Top of Supplied text

May 23, 2013

Becoming Aware of Inflammatory Breast Cancer

Inflammatory breast cancer is a very aggressive form of the disease. Thankfully, it is a rare type and is marked by several symptoms. Becoming aware of inflammatory breast cancer symptoms is vital to survival especially since this malignancy can spread very quickly.

A Simple Definition

With the inflammatory type of breast cancer, cancer cells block the lymph vessels found in the breast so that it looks inflamed or red and swollen. In the United States, this type of breast cancer accounts for less than 6 per cent of diagnosed cases.

Usually, the carcinoma cells of this type of breast cancer are very invasive. Normally, they begin in the cells that line the milk ducts. Once they spread beyond the ducts, the cancer progresses so rapidly that in a matter of weeks or months the cancer can be diagnosed as stage III or IV.

Random Facts about the Inflammatory Type of Breast Cancer

The median age of diagnosis for the more common type of breast cancer is 62 years while the median age for the inflammatory type is 57 years. This means that it tends to be diagnosed in women of younger ages.

For some reason, it is more frequently diagnosed in African American women at younger ages with a median age of 54 compared to 58 years for white women. It is also more common in obese women than in women of normal weight.

Symptoms

The symptoms of breast cancer are extremely easy to detect when it is the inflammatory type. Generally, the affected breast becomes swollen and red or pink. This is often accompanied by a feeling of warmth and tenderness in the breast. In some cases, the affected breast will appear bruised instead of reddish.

When the blockage of the ducts becomes severe, the skin of the breast becomes pitted, much like the skin of an orange. This may or not be accompanied by a marked increase in breast size. Other symptoms include a feeling of heaviness, burning, or tenderness in the breast. Lymph nodes may become palpable under the arm and near the collarbone.

Treatments

New treatments are constantly being tested as interventions for inflammatory breast cancer. Persons who have been diagnosed to have it are often encouraged to participate in clinical trials that test these treatments.

Bottom of Supplied text
Top of Data under study

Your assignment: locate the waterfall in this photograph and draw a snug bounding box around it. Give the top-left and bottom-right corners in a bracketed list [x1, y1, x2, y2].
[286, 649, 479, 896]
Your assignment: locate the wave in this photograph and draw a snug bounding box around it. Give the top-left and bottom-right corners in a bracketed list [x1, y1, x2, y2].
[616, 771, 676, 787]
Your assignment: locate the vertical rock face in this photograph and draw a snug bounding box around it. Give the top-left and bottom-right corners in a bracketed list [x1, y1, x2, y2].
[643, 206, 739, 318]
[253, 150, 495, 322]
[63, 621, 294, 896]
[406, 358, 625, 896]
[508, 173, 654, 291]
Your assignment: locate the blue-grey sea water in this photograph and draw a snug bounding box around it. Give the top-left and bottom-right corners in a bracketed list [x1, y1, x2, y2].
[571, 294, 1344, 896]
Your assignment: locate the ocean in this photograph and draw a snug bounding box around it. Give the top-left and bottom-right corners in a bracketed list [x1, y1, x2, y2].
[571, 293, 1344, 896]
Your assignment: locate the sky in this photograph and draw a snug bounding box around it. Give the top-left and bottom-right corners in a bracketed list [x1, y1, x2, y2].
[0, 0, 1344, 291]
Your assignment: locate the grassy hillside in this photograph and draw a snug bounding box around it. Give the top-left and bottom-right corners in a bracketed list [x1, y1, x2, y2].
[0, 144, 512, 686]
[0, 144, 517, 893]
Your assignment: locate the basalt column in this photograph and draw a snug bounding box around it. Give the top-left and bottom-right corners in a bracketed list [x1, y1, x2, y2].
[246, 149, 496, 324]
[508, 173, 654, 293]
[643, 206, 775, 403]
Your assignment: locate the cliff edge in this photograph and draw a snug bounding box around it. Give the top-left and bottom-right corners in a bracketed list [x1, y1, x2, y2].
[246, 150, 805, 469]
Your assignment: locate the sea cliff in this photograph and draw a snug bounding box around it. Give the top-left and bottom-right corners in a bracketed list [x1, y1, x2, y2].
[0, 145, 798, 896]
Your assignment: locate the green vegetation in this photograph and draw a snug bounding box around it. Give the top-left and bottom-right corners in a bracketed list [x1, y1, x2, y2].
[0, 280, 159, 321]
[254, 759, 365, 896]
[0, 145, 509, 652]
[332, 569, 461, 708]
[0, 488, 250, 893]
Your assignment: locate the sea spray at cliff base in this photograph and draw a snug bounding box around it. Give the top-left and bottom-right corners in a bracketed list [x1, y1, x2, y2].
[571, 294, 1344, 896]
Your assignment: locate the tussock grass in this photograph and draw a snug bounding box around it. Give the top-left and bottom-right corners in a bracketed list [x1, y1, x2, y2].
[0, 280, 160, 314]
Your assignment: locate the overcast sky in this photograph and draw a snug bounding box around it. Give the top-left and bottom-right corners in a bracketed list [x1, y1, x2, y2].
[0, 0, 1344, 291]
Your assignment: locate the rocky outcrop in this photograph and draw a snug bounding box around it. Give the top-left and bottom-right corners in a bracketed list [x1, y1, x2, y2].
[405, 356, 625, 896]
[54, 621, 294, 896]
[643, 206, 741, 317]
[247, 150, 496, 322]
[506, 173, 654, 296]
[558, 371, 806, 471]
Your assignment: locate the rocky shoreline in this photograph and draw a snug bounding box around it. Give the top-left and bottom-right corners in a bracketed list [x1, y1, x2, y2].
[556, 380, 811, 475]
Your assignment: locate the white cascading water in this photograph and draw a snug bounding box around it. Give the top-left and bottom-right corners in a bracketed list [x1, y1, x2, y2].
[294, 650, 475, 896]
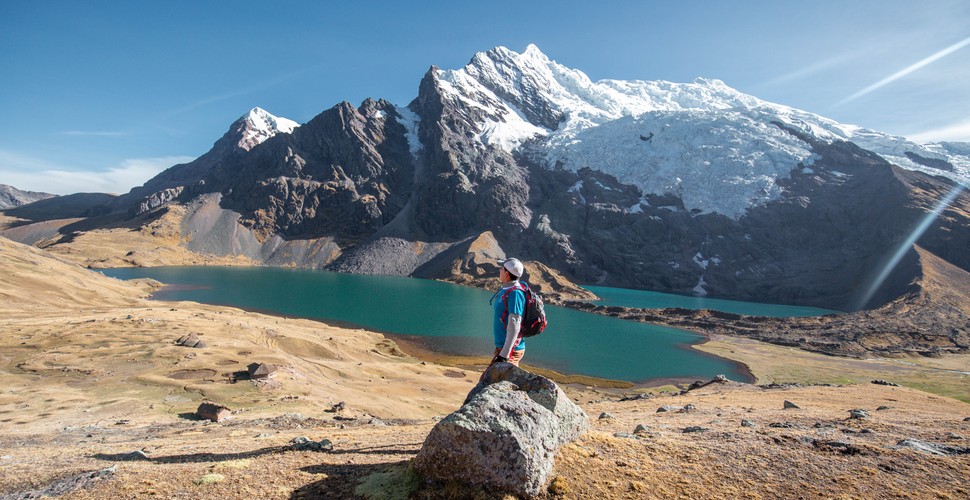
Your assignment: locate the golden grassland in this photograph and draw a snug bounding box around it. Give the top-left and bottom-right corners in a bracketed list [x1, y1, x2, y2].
[0, 238, 970, 498]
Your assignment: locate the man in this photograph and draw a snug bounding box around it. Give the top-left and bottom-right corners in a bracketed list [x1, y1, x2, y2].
[490, 258, 525, 366]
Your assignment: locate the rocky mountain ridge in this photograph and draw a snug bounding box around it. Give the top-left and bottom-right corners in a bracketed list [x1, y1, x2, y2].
[3, 46, 970, 316]
[0, 184, 57, 209]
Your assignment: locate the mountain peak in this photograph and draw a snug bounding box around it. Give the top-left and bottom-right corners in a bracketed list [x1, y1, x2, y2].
[232, 107, 300, 151]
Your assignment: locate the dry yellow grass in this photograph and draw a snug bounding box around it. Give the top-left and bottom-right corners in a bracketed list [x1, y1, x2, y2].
[0, 238, 970, 499]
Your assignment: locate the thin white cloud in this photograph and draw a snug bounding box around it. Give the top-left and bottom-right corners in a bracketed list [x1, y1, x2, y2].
[61, 130, 130, 137]
[765, 53, 858, 85]
[159, 68, 314, 119]
[0, 151, 194, 195]
[909, 120, 970, 143]
[835, 37, 970, 106]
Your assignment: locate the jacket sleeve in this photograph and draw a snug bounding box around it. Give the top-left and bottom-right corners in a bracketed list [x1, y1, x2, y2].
[499, 314, 522, 358]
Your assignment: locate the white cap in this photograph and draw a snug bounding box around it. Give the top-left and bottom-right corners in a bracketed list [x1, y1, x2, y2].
[499, 258, 525, 278]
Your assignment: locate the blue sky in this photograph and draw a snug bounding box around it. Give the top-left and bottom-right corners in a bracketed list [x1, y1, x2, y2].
[0, 0, 970, 194]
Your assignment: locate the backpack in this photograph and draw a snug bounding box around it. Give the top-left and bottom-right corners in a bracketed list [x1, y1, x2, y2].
[502, 283, 549, 337]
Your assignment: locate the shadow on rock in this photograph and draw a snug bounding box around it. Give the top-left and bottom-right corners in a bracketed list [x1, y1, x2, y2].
[414, 363, 589, 498]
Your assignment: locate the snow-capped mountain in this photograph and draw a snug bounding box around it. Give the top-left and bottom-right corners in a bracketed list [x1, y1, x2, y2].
[236, 107, 300, 151]
[18, 46, 970, 309]
[436, 45, 970, 219]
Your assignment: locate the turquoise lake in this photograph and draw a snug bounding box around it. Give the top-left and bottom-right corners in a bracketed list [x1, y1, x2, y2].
[96, 267, 780, 382]
[583, 286, 840, 318]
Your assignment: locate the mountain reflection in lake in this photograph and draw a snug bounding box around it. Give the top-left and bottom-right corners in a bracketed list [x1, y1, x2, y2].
[102, 267, 750, 382]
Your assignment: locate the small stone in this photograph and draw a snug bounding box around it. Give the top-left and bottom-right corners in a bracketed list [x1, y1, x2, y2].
[290, 436, 333, 451]
[195, 403, 232, 422]
[872, 380, 899, 387]
[684, 425, 710, 434]
[247, 363, 276, 380]
[195, 474, 226, 486]
[118, 450, 151, 462]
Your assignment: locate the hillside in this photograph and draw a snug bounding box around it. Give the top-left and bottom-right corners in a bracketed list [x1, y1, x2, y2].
[4, 46, 970, 316]
[0, 184, 57, 209]
[0, 238, 970, 498]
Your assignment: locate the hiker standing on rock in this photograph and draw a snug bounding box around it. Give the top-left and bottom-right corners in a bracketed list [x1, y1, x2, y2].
[489, 258, 526, 366]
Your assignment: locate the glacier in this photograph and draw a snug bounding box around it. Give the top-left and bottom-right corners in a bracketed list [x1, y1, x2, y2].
[435, 45, 970, 219]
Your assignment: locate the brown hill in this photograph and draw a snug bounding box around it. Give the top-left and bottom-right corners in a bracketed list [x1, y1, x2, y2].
[571, 247, 970, 357]
[0, 238, 970, 498]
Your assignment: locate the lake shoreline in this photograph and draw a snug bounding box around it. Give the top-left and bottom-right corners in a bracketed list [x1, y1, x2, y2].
[149, 284, 757, 391]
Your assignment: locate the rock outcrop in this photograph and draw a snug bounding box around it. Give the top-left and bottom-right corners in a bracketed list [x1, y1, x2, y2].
[0, 184, 57, 210]
[414, 363, 589, 497]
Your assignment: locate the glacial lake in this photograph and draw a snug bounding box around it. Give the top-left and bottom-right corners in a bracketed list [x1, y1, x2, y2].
[101, 266, 780, 383]
[583, 286, 840, 318]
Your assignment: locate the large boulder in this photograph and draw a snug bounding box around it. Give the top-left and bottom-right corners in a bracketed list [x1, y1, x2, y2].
[414, 363, 589, 497]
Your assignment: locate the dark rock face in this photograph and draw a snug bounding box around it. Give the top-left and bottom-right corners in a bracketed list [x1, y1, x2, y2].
[75, 55, 970, 311]
[217, 100, 414, 243]
[905, 151, 953, 172]
[0, 184, 57, 210]
[414, 363, 589, 498]
[409, 67, 531, 241]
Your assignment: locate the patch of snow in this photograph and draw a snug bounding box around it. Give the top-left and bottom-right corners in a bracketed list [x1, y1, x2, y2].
[438, 45, 970, 218]
[693, 252, 710, 269]
[238, 107, 300, 151]
[694, 275, 707, 297]
[394, 106, 422, 156]
[566, 179, 586, 205]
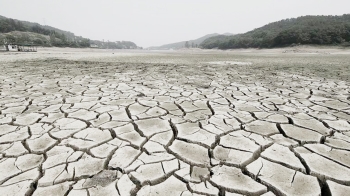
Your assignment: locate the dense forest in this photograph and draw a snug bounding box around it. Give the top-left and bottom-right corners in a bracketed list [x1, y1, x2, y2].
[201, 14, 350, 49]
[0, 17, 90, 47]
[0, 16, 138, 49]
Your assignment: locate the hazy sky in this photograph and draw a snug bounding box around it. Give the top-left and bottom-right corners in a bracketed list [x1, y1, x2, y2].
[0, 0, 350, 47]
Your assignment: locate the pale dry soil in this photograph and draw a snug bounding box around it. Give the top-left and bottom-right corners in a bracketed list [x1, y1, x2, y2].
[0, 48, 350, 196]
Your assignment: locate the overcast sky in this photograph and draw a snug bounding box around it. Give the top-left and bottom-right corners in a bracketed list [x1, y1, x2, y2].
[0, 0, 350, 47]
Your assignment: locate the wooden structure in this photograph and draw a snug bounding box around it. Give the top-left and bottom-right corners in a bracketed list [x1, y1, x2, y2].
[5, 44, 38, 52]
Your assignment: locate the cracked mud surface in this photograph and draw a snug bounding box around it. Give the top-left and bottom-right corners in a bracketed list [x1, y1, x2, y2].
[0, 47, 350, 196]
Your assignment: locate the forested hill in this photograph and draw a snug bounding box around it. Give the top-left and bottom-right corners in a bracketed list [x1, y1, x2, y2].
[0, 16, 137, 49]
[149, 33, 219, 50]
[201, 14, 350, 49]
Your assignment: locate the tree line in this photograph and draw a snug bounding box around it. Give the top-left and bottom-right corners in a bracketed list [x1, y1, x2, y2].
[201, 14, 350, 49]
[0, 18, 90, 47]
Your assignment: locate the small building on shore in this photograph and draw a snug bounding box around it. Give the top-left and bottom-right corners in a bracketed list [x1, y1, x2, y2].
[5, 44, 38, 52]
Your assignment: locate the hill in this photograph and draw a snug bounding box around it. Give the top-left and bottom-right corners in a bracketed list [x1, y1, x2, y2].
[200, 14, 350, 49]
[0, 16, 138, 49]
[149, 33, 223, 50]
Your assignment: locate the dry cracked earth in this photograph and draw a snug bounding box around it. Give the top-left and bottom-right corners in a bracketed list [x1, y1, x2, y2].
[0, 48, 350, 196]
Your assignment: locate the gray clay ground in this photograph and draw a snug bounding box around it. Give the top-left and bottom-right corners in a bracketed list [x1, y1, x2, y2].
[0, 49, 350, 196]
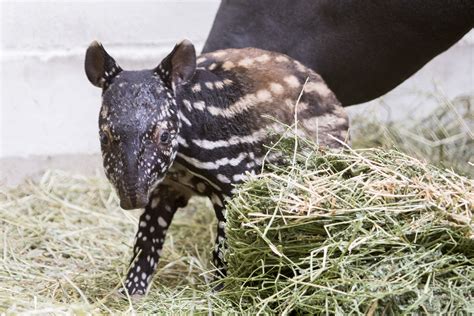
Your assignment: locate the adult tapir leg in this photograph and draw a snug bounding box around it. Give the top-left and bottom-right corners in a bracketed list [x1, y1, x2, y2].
[120, 185, 189, 295]
[203, 0, 474, 106]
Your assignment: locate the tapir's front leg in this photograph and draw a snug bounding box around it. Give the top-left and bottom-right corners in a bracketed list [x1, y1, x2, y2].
[121, 185, 189, 295]
[211, 193, 227, 277]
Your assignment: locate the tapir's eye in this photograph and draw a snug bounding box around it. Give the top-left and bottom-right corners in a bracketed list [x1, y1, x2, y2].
[160, 131, 171, 144]
[99, 131, 110, 146]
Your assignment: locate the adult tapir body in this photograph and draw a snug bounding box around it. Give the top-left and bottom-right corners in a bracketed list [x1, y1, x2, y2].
[203, 0, 474, 106]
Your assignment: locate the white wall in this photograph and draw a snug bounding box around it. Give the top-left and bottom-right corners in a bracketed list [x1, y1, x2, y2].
[0, 0, 219, 157]
[0, 0, 474, 183]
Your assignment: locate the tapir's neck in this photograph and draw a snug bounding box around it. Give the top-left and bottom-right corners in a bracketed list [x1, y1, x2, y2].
[172, 69, 257, 185]
[177, 68, 252, 152]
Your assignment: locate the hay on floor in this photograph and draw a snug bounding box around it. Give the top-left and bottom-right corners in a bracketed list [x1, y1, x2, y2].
[221, 137, 474, 314]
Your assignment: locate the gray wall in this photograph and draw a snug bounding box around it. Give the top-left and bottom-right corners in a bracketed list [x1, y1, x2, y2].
[0, 0, 474, 183]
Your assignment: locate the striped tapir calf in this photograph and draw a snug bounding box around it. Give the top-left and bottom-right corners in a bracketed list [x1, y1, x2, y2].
[85, 40, 348, 295]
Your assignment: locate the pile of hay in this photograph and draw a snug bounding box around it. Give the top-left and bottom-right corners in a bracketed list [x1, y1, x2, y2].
[0, 171, 237, 314]
[0, 105, 474, 315]
[351, 94, 474, 178]
[221, 141, 474, 315]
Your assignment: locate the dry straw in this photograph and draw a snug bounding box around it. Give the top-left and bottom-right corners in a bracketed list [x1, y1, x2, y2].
[221, 135, 474, 314]
[0, 98, 474, 315]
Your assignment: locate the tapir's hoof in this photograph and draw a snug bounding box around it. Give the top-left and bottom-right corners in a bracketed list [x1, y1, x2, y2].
[117, 288, 146, 301]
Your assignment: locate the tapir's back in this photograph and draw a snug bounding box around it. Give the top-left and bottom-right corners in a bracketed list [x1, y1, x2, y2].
[193, 48, 348, 147]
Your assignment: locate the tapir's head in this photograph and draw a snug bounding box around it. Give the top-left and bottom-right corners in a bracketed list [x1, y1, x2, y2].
[85, 40, 196, 209]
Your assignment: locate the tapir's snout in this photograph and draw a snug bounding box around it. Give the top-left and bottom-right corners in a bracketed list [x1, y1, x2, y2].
[119, 185, 148, 210]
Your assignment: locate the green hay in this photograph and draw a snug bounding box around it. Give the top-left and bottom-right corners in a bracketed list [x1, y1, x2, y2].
[0, 172, 237, 314]
[221, 140, 474, 314]
[0, 98, 474, 315]
[351, 93, 474, 178]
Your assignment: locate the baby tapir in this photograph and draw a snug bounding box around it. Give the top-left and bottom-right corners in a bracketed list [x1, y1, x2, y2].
[85, 40, 348, 294]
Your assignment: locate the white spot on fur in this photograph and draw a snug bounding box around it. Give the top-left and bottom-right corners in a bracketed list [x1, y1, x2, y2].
[222, 60, 235, 71]
[158, 216, 168, 227]
[216, 173, 230, 183]
[238, 57, 254, 68]
[256, 89, 272, 102]
[283, 75, 301, 88]
[196, 57, 207, 64]
[275, 55, 290, 63]
[270, 82, 285, 94]
[193, 101, 206, 111]
[255, 54, 270, 63]
[191, 83, 201, 92]
[304, 82, 331, 97]
[211, 193, 224, 207]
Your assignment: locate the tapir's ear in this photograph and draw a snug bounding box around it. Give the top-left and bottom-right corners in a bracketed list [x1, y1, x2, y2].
[155, 40, 196, 90]
[84, 41, 122, 88]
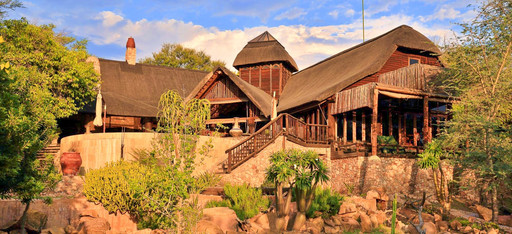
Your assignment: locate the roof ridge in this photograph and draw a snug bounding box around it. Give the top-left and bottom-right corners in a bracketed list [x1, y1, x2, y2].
[98, 58, 208, 74]
[293, 24, 414, 75]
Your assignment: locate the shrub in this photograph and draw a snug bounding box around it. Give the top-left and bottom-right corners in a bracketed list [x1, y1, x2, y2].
[84, 161, 150, 213]
[306, 188, 343, 218]
[206, 184, 270, 220]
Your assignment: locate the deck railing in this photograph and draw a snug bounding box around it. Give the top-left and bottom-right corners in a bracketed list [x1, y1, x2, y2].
[226, 114, 328, 173]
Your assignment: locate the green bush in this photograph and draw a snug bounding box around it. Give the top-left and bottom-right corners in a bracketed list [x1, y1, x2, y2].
[206, 184, 270, 220]
[84, 161, 151, 213]
[306, 188, 343, 218]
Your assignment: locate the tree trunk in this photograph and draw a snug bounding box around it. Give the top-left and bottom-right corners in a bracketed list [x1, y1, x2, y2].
[20, 201, 30, 234]
[492, 186, 499, 223]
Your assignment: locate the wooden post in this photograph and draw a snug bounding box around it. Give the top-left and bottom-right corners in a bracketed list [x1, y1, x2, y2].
[361, 110, 366, 142]
[423, 95, 430, 145]
[412, 114, 418, 146]
[388, 108, 393, 136]
[352, 111, 357, 143]
[372, 88, 379, 155]
[343, 113, 348, 145]
[398, 112, 403, 145]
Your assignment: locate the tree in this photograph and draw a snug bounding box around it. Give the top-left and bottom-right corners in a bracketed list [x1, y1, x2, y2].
[437, 0, 512, 222]
[0, 0, 23, 19]
[267, 150, 329, 231]
[418, 139, 452, 218]
[0, 19, 98, 231]
[140, 43, 226, 71]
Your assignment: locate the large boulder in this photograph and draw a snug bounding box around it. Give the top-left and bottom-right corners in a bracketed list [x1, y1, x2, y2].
[359, 213, 373, 232]
[196, 219, 224, 234]
[347, 197, 377, 211]
[203, 207, 238, 233]
[450, 219, 462, 231]
[498, 215, 512, 227]
[475, 205, 492, 222]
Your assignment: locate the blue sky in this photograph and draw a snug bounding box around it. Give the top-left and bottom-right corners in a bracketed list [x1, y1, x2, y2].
[9, 0, 478, 69]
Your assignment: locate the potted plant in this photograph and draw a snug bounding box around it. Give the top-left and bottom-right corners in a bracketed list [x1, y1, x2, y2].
[60, 142, 82, 176]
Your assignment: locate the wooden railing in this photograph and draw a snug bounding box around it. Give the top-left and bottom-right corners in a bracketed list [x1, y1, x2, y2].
[225, 114, 328, 173]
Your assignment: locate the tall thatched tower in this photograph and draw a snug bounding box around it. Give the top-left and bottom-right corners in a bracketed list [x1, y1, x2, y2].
[233, 31, 298, 97]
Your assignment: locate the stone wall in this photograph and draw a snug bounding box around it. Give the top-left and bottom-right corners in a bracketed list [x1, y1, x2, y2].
[331, 156, 453, 198]
[0, 197, 137, 232]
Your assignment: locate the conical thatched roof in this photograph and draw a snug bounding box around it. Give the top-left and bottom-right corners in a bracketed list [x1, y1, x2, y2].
[233, 31, 299, 72]
[278, 25, 441, 112]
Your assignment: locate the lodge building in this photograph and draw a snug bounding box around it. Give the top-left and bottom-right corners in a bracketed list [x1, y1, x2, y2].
[61, 25, 453, 172]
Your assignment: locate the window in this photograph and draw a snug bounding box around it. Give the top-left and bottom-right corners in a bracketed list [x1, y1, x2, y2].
[409, 58, 420, 65]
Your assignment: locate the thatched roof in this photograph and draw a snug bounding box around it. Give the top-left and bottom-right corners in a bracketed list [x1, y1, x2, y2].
[233, 31, 299, 72]
[278, 25, 441, 112]
[99, 59, 207, 117]
[187, 67, 272, 117]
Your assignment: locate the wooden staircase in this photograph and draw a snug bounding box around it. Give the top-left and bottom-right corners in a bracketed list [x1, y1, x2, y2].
[221, 114, 329, 173]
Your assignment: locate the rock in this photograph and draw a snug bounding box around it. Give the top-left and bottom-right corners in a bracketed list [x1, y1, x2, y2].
[41, 227, 66, 234]
[338, 202, 357, 214]
[251, 214, 270, 230]
[324, 226, 340, 233]
[498, 215, 512, 227]
[436, 221, 450, 232]
[80, 210, 99, 218]
[203, 207, 239, 232]
[64, 225, 78, 234]
[487, 228, 500, 234]
[133, 228, 153, 234]
[366, 190, 380, 200]
[350, 197, 377, 211]
[340, 218, 361, 232]
[423, 222, 437, 234]
[78, 216, 110, 234]
[434, 214, 443, 223]
[450, 219, 462, 231]
[462, 226, 473, 233]
[196, 219, 224, 234]
[324, 219, 336, 227]
[359, 213, 373, 232]
[475, 205, 492, 222]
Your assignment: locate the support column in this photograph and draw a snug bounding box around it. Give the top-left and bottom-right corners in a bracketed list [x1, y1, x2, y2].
[352, 111, 357, 143]
[388, 108, 393, 136]
[412, 114, 418, 146]
[361, 110, 366, 142]
[423, 96, 430, 145]
[372, 88, 379, 155]
[343, 113, 347, 145]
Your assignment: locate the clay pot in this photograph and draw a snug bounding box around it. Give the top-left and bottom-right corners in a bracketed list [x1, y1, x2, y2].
[229, 118, 244, 137]
[60, 152, 82, 175]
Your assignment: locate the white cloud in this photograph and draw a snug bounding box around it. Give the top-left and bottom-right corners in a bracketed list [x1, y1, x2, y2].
[274, 7, 307, 20]
[345, 9, 356, 17]
[77, 12, 453, 69]
[329, 10, 340, 19]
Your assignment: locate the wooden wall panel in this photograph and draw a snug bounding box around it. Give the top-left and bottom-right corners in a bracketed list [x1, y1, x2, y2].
[345, 48, 441, 90]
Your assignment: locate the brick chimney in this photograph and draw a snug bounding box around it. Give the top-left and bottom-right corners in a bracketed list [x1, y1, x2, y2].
[125, 37, 137, 65]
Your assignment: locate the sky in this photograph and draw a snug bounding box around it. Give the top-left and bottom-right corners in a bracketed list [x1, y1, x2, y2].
[8, 0, 478, 70]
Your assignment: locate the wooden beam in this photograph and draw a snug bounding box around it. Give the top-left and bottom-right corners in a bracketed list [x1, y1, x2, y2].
[208, 97, 249, 105]
[343, 113, 348, 144]
[388, 108, 393, 136]
[423, 95, 430, 145]
[412, 114, 418, 146]
[371, 89, 379, 155]
[361, 110, 366, 142]
[206, 117, 269, 124]
[352, 111, 357, 143]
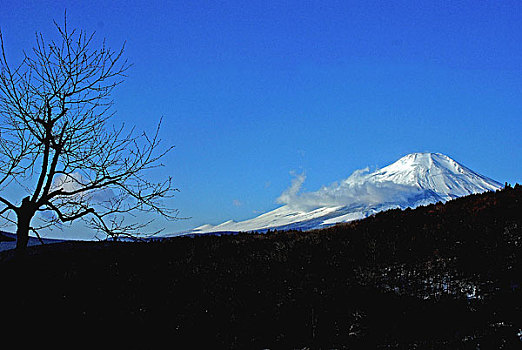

Bottom of Data under study

**Exercise tasks**
a) Rewrite the paragraph beginning "When the blockage of the ducts becomes severe" from the article on inflammatory breast cancer as a bulleted list, keeping its main facts.
b) List every section heading that follows the title in the article on inflammatory breast cancer.
c) Extend the article on inflammatory breast cancer with a few sentences that pick up after its final sentence.

**Answers provided**
a)
- Severe blockage of the ducts makes the skin of the breast pitted, like the skin of an orange.
- The breast may or may not become markedly larger.
- Other symptoms include heaviness, burning, or tenderness in the breast.
- Lymph nodes may become palpable under the arm and near the collarbone.

b)
- A Simple Definition
- Random Facts about the Inflammatory Type of Breast Cancer
- Symptoms
- Treatments

c)
The usual protocol for treating the inflammatory type of breast cancer consists of a multimodal approach, which has been seen to produce better responses from patients; it has also improved survival rates. The first step in this approach is systemic chemotherapy in order to shrink the tumor. After this, surgery is done to remove the tumor followed by radiation therapy.

Surgery may take the form of modified radical mastectomy, which means removing the entire affected breast, the lymph nodes under the adjacent arm and quite often, the lining over the underlying chest muscles. While the chest muscles are preserved, the smaller chest muscles may also be removed.

Other therapies include targeted therapy using drugs such as trastuzumab for certain types of tumors and hormone therapy for cancers that depend on estrogen for growth. Sometimes postoperative patients are given adjuvant therapy, which includes additional chemotherapy, antihormonal therapy, targeted therapy (such as trastuzumab) or some combination of these treatments.

There is a lot of research going on to find out how inflammatory breast cancer begins and how it grows. Since it is a very aggressive type of cancer, the information that can be discovered would be vital to increasing the chances of survival of women and men afflicted with this disease. People who find that they have it should try to join clinical trials seeking new treatments that can further improve chances of cure.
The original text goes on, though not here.